:: Goal of the exercise ::
Please write out the material that follows, exactly as it stands.

(Records from a data collection)

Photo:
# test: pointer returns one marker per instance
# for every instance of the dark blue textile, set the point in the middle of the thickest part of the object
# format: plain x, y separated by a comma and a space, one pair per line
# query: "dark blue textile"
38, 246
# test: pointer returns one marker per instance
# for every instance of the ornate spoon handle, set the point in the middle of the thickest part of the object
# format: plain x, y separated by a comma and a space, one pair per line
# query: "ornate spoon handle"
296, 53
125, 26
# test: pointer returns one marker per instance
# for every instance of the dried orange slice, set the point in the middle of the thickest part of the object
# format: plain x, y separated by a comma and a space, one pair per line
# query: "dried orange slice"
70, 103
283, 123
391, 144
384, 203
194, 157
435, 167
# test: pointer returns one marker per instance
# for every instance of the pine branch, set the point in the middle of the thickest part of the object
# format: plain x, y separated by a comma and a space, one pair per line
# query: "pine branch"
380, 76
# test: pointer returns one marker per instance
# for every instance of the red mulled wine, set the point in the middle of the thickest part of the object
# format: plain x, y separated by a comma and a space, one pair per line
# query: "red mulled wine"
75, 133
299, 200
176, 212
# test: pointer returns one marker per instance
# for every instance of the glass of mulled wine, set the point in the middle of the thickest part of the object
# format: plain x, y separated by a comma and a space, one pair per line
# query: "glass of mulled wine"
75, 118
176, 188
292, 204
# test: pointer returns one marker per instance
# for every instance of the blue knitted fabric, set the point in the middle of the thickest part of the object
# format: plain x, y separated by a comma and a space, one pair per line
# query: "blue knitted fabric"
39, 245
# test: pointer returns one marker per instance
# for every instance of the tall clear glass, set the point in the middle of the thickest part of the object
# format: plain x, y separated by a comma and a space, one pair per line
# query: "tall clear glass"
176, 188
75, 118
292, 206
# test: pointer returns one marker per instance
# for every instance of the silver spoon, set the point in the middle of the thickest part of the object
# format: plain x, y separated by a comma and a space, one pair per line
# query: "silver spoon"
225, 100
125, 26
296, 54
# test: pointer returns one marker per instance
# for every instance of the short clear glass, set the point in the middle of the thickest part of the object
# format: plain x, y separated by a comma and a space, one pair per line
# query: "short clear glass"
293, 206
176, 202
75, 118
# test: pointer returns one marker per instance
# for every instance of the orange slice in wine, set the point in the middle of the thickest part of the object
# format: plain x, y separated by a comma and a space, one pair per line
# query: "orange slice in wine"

:: Written response ::
Photo:
# test: pointer returns one marker per instance
# for every instance of the dark blue textile, set the point in the middle of the thickest part of the object
# format: plain x, y separated by a comma and a space, one pair per line
# query: "dark blue textile"
38, 246
# test: pointer returns one marker per instance
# for every instance of the ornate spoon handle, set the point in the middle of the thickest part of the object
# format: plain x, y separated by a comma and a space, one pair per line
# query: "ornate spoon handle"
296, 53
125, 26
# test: pointer returns one marker per instance
# for every instance of the dried orange slice, set the point in the middle of the thickest part of the object
# format: plain x, y separated by a comma and a space, one pair per line
# query: "dried orange slice"
70, 103
283, 123
391, 144
384, 203
194, 157
435, 167
# test: pointer returns one marker per instance
# for every instance of the pine branch, set the point in the middle of the thickest part of the object
# format: plain x, y separated by a comma and a space, one pair per line
# query: "pine branch"
380, 76
# test: pointer returns one marker per instance
# for every instance of the red mulled wine, set the point in the middle of the thickest part of the object
# format: plain x, y separated by a comma and a space, one pair per line
# query: "red mulled wine"
75, 133
299, 200
176, 212
# test: pointer returns one marker per instance
# for every instance of the glass of mulled wine, set the point in the middle of the thickest part of the object
# format: plain x, y separated by a comma and a space, one pair per line
# query: "glass of mulled wine"
75, 118
176, 188
292, 204
# test: pointer returns one marker per instance
# for every instance of the blue knitted fabric, set the point in the middle of the thickest part of the object
# format: plain x, y separated by a comma and a space, one pair per line
# query: "blue knitted fabric"
39, 245
# test: pointer returns one marker per instance
# for every instance of the tall clear glass, set the point in the middle of the thickest part of the object
# format: plain x, y separated by a comma and a space, one pair per line
# query: "tall clear glass"
176, 188
75, 118
292, 206
# test: pointer returns one marker per instance
# for every instance of the silver spoon, set the point in the middle of the thickest part of the object
# format: plain x, y separated by a comma and a space, one pair per line
# query: "silver spoon"
225, 100
125, 26
296, 54
# test: pointer returns one marker per instance
# for every instance of the short clear glass, set the point in the middle of the thickest part of the object
# format: plain x, y separated by a comma and a space, one pair per line
# query: "short clear glass"
293, 206
176, 202
75, 118
# test: pointer returns one marker per instance
# for every instance of the orange slice in wine, set the point in the middle of the thickest part of the object
# format: plain x, y separated by a comma and a space, one pair per line
# query: "orange slice in wine"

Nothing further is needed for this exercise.